>> Start DOCUMENT SEGMENT

# Fan hitting shroud / 69' Goat ..



## RAIIIJudge (Sep 8, 2020)

Hey friends,
Getting back to a stalled restoration and will be spending a long weekend with the car.
Fan is hitting shroud (I don't remember where exactly and car's 2hrs away)
Where should I be looking to solve this problem?
Thanks!
Mike


----------



## BLK69JUDGE (Jun 10, 2010)

Mike
As you mentioned, location of the rubbing area is a big clue.
Usually its the fan hitting the bottom of the shroud. 
On the several 69'-70s that have rolled thru here 
if they had fan and or shroud issues its often the engine sitting low.
I have seen the motor mounts squish or break dropping the engine
in the cradle enuf to make them rub . This makes the engine oil pan almost touch the center link too. I actually had a lemans that was hard to steer and the pan was laying on the center link.
Collapsed frames under the motor mounts can cause the engine to sit crooked . Having the motor mount frame brackets on the wrong side ?
Warped shroud is it out of round?
wrong fan ? ours are 19" on the 69
68 hoods on 69's push the top of the shroud down but I havent
seen one push hard enuf to touch the fan.

>> End DOCUMENT SEGMENT

TASKS AND EXERCISES:
1. In the fan-and-shroud thread, what fan size does the reply give for the 69?
2. Rewrite as a bulleted list the reply in the fan-and-shroud thread whose first sentence is "As you mentioned, location of the rubbing area is a big clue."

>> Start SUPPLIED MATERIAL

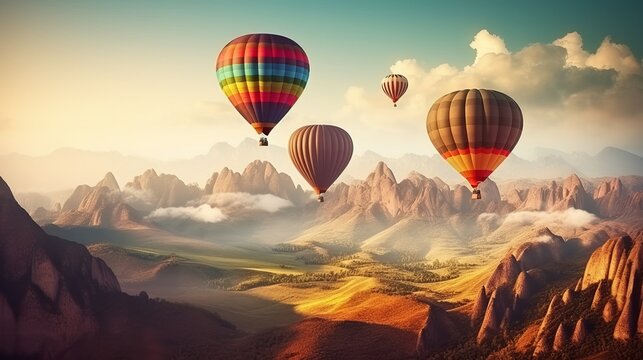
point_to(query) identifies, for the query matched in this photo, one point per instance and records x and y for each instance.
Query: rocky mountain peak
(47, 285)
(382, 173)
(109, 181)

>> End SUPPLIED MATERIAL

EXERCISE ANSWERS:
1. 19 inches.

2.
- Where the fan rubs is a big clue. Usually the fan hits the bottom of the shroud.
- On the 69–70 cars seen, fan or shroud trouble often comes from the engine sitting low. Squished or broken motor mounts can drop the engine enough to rub.
- A low engine can also put the oil pan almost on the center link. One LeMans was hard to steer because its pan was lying on the center link.
- Collapsed frames under the motor mounts can make the engine sit crooked. The motor mount frame brackets may also be on the wrong side.
- The shroud may be warped or out of round.
- The fan may be the wrong one. The 69 uses a 19" fan.
- A 68 hood on a 69 pushes the top of the shroud down, but none has been seen pushing it hard enough to touch the fan.